* Exercise instructions: Look for the word "gecko" in the entries below, then copy every line that has it.
______
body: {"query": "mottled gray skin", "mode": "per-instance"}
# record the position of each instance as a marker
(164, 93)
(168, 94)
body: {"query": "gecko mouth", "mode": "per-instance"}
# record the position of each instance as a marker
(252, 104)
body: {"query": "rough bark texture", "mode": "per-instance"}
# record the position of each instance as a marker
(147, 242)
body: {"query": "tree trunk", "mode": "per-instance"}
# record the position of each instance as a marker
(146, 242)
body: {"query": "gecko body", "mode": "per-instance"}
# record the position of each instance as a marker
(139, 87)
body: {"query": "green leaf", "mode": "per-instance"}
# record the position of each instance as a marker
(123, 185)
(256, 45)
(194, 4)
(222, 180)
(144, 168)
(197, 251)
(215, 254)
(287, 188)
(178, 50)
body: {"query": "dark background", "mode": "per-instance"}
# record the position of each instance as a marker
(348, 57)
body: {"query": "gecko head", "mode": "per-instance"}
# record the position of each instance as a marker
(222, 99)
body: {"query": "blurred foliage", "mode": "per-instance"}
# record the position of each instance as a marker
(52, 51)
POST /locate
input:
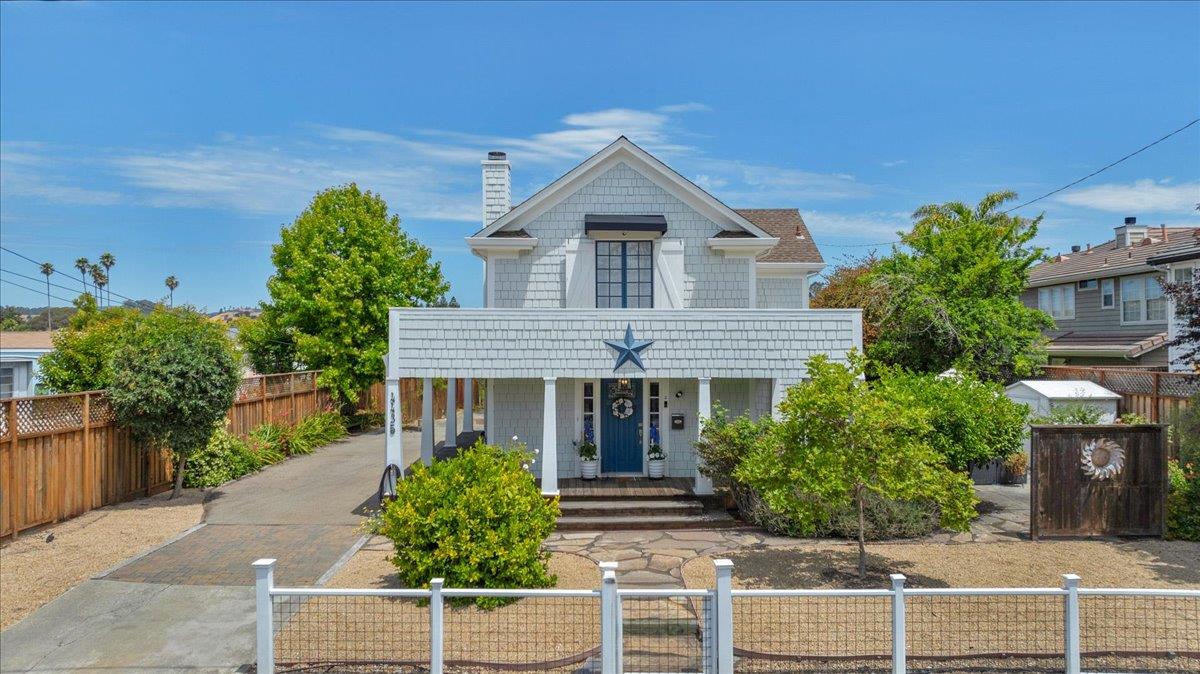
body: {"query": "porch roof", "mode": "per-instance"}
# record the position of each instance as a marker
______
* Solution below:
body: {"query": "gecko mouth", "mode": "per-instance"}
body: {"query": "gecko body", "mode": "per-instance"}
body: {"query": "gecko head", "mode": "per-instance"}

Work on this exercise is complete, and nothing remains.